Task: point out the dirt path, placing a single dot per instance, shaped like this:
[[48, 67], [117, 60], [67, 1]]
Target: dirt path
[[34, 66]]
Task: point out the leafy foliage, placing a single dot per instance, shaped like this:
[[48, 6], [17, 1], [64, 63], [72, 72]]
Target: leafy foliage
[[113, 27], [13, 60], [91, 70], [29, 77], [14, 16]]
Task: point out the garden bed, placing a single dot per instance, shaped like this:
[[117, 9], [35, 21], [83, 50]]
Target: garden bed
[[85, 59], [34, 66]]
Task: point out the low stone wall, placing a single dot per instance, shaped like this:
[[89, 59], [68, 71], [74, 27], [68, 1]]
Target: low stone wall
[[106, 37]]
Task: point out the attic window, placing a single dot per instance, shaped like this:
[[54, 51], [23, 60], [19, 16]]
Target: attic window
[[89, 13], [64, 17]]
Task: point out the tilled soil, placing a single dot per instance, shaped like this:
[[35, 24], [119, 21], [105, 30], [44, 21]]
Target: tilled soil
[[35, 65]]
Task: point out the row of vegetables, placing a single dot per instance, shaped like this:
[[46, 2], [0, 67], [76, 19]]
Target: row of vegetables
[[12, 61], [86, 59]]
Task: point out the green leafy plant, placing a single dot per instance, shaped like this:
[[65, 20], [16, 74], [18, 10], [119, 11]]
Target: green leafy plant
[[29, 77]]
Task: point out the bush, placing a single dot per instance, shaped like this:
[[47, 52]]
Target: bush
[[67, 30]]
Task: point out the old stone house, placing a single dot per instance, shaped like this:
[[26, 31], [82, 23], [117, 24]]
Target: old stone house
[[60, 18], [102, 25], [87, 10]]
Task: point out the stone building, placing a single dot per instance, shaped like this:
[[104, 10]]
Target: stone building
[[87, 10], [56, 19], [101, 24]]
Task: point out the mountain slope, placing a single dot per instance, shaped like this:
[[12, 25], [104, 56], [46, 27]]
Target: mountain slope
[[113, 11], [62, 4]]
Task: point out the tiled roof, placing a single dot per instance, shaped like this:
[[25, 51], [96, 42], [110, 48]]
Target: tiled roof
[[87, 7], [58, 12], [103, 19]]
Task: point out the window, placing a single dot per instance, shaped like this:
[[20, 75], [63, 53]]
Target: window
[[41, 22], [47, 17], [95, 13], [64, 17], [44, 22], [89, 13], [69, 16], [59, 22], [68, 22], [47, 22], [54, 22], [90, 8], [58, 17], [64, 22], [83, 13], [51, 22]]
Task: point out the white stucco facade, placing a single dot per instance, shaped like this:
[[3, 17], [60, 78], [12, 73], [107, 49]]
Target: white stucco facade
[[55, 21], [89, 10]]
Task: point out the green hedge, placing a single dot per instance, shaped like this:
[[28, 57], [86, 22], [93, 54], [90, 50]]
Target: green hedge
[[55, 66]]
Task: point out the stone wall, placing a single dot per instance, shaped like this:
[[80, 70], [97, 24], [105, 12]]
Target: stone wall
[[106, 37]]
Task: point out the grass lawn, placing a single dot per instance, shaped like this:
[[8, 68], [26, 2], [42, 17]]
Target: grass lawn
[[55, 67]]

━━━━

WORK REQUEST:
Repeat the data exactly. Leave nothing out.

RESPONSE:
Task: point out the dirt path, placing a single dot per instance, shaped like this:
[[48, 67], [117, 60], [67, 1]]
Target: dirt path
[[34, 66]]
Task: point out the leafy foliage, placing a single dot per instance, shaped like this:
[[48, 6], [17, 1], [64, 63], [72, 72]]
Target: leafy foliage
[[113, 27], [13, 60], [91, 70], [29, 77], [14, 16]]
Task: point out the garden bed, placing a single dot per instance, shaped like this:
[[117, 9], [35, 21], [83, 50]]
Target: garden bed
[[85, 59], [34, 66]]
Task: point out the low stone wall, placing a single dot per instance, shaped like this:
[[89, 59], [68, 71], [74, 27], [68, 1]]
Target: low stone wall
[[106, 37]]
Task: point out the attic window, placing a single dot per instance, shaped like this:
[[54, 51], [23, 60], [19, 16]]
Target: attic window
[[89, 13], [64, 17]]
Task: point out the tilled soil, placing a single dot per instance, shaped like this:
[[35, 24], [119, 21], [105, 30], [44, 21]]
Target: tilled soil
[[35, 65]]
Task: point out the row of vegetables, placing a single dot per instance, shaped like this:
[[46, 2], [0, 67], [76, 19]]
Target: row of vegetables
[[12, 61], [86, 59]]
Task: point out the green leafy plant, placing a single dot per instance, shaped like this:
[[65, 20], [16, 74], [18, 10], [119, 11]]
Target: green leafy plant
[[29, 77]]
Task: point out the bush, placing a single dot per instance, shaped like this:
[[47, 52]]
Target: bush
[[67, 30]]
Task: point out the old stone house, placing a single dot per instance, shaped like this:
[[26, 31], [82, 23], [117, 24]]
Target: old stone house
[[60, 18], [102, 25], [87, 10]]
Task: point out the stone building, placing a single dot per instance, shaped like this:
[[104, 10]]
Target: stone building
[[87, 10], [56, 19], [101, 24]]
Task: point out the mountain slope, placing a single dot per instance, shaped like this:
[[12, 25], [104, 56], [46, 27]]
Target: mountain slope
[[113, 11], [62, 4]]
Task: point out the tiled roof, placing a single dot per instance, shaped like this:
[[25, 51], [96, 42], [110, 48]]
Target: tiled roof
[[87, 7], [58, 12], [103, 19]]
Task: point out the window, placing a single dot per instance, shaped like this:
[[20, 75], [63, 53]]
Target: window
[[41, 22], [47, 17], [95, 13], [64, 17], [44, 22], [89, 13], [69, 16], [59, 22], [68, 22], [47, 22], [54, 22], [90, 8], [58, 17], [64, 22], [83, 13], [51, 22]]
Task: point out the white stucco facade, placing a single dot per instance, shaped like this:
[[3, 17], [60, 78], [12, 73], [107, 49]]
Target: white stucco facade
[[55, 21], [89, 10]]
Task: point out the green hedge, placing a single dot per instance, shaped like this:
[[28, 57], [86, 22], [93, 54], [90, 50]]
Target: green hedge
[[55, 66]]
Task: point out the stone wall, placing a single dot per instance, shaped like this:
[[80, 70], [97, 24], [105, 12]]
Target: stone wall
[[106, 37]]
Task: point out the grass lawn, placing a single dot per instance, shaped like this:
[[8, 68], [26, 2], [42, 17]]
Target: grass lawn
[[55, 67]]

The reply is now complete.